**Written exercise:**
Reproduce, word for word, the passage of the VMware storage post starting at "I commonly summarize" and ending at "on the left.".

**Text excerpt:**
This was an internal thread that was very useful, so asked the PowerPath/VE team to post it to Everything VMware at EMC… Here’s the simple and easy way to add PowerPath VIBs to an image:
For internal EMCers, for EMC Partners, and for EMC Customers:I can’t recommend highly enough to use Everything VMware at EMC (EV@E) – when we share info there (as opposed to internal mechanisms, or emails).
After all – that means Google finds it. That means a lot to getting good info OUT to help people.
One popular topic of discussion in VMware and storage land is the topic of how VMware is affecting core storage architecture design principles.
I commonly summarize this via this slide:
On the left you have “Type 1” transactional (defined as being good for small block random workloads that tend to characterize many VM workloads) systems that are “classic” clustered heads. Think of EMC VNX as being an example (and you can think easily of their competitors) on the left.

**Given entries:**
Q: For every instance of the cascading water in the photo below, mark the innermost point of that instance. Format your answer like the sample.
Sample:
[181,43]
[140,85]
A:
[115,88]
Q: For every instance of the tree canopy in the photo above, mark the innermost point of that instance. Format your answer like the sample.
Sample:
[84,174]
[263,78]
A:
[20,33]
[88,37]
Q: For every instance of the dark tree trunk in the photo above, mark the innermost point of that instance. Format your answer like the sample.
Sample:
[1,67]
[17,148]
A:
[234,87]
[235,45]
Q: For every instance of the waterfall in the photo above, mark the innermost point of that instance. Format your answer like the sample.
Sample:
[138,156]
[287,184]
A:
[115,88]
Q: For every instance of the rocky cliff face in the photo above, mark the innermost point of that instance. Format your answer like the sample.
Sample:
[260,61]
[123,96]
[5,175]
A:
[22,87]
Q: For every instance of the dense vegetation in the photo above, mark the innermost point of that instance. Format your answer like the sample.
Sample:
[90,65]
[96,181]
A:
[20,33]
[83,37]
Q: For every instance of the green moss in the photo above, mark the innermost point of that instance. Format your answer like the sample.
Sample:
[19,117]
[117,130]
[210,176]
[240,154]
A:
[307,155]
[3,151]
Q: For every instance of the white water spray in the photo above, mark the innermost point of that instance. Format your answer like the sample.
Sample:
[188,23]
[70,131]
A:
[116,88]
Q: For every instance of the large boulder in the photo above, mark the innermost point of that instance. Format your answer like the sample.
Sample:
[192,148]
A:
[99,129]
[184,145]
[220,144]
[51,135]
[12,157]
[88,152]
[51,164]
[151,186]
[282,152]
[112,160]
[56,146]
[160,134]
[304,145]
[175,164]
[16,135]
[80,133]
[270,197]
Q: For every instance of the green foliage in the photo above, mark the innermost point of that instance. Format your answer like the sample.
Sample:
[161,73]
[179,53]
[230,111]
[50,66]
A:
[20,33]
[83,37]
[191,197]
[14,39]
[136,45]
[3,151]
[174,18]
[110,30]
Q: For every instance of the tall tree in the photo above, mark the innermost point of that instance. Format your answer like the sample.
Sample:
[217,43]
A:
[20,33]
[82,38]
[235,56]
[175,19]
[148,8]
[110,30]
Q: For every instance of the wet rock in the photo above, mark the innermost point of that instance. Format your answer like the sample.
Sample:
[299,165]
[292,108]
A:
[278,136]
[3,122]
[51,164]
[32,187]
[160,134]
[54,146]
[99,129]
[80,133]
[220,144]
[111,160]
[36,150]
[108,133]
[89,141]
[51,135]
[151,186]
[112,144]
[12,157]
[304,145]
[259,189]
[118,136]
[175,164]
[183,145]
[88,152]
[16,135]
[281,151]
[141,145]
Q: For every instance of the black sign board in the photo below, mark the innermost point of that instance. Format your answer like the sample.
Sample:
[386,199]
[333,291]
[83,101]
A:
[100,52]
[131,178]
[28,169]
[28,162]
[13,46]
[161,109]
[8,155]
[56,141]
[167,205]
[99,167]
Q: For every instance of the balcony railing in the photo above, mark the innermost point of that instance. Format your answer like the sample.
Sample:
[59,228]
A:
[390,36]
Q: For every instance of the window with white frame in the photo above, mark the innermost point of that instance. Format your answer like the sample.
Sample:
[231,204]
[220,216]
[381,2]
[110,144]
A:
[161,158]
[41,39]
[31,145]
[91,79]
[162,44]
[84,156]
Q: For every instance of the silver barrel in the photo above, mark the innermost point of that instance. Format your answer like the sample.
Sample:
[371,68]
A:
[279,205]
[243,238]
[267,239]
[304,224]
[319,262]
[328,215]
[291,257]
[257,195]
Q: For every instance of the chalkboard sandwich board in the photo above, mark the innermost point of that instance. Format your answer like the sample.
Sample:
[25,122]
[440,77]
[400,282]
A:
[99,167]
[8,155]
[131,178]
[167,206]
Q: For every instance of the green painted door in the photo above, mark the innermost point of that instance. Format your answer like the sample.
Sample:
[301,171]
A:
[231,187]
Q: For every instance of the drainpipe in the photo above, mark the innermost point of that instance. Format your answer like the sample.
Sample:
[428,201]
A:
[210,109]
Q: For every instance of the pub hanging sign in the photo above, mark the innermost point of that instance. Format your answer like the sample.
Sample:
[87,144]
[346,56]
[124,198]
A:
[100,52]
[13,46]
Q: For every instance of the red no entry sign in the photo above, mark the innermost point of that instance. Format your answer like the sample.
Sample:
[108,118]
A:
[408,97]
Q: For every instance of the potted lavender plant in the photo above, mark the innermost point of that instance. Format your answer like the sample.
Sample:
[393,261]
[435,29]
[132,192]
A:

**Task result:**
I commonly summarize this via this slide:
On the left you have “Type 1” transactional (defined as being good for small block random workloads that tend to characterize many VM workloads) systems that are “classic” clustered heads. Think of EMC VNX as being an example (and you can think easily of their competitors) on the left.